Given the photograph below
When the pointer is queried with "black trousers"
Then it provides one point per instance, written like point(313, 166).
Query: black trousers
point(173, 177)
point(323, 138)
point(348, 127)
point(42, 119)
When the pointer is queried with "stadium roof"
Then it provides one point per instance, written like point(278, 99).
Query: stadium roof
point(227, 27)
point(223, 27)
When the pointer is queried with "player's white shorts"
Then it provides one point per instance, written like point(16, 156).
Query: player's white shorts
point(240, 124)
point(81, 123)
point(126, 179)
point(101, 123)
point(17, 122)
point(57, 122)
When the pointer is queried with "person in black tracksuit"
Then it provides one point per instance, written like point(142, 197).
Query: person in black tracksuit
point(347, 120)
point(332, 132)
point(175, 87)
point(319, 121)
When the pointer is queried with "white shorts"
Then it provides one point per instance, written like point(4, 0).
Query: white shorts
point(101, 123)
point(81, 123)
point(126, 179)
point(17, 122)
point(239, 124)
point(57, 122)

____

* [WHAT IS ASKED]
Repeat the entire listing above word for word, from its first line through its last.

* [PROBLEM SOLUTION]
Given the photograph below
When the pointer is queried with "black trousers"
Then it provides one point per instance, written like point(313, 166).
Query: black trousers
point(173, 177)
point(323, 138)
point(348, 127)
point(42, 119)
When the pointer is queried with "stadium roof"
Then it provides one point per instance, written like point(278, 99).
Query: stadium roof
point(227, 27)
point(223, 27)
When the pointer is queried with "player's white shorts"
Then it provides one point per instance, written like point(16, 156).
Query: player's white shorts
point(240, 124)
point(81, 123)
point(126, 179)
point(101, 123)
point(17, 122)
point(57, 122)
When the pointer is queried with "person in black tracksuit"
Then it provides one point per instance, written like point(142, 197).
Query: person in black tracksuit
point(347, 120)
point(332, 132)
point(175, 87)
point(319, 121)
When the pointer is queried with "white shorts"
Then it provides one point per instance, written like point(4, 0).
Query: white shorts
point(101, 123)
point(81, 123)
point(126, 179)
point(17, 122)
point(239, 124)
point(57, 122)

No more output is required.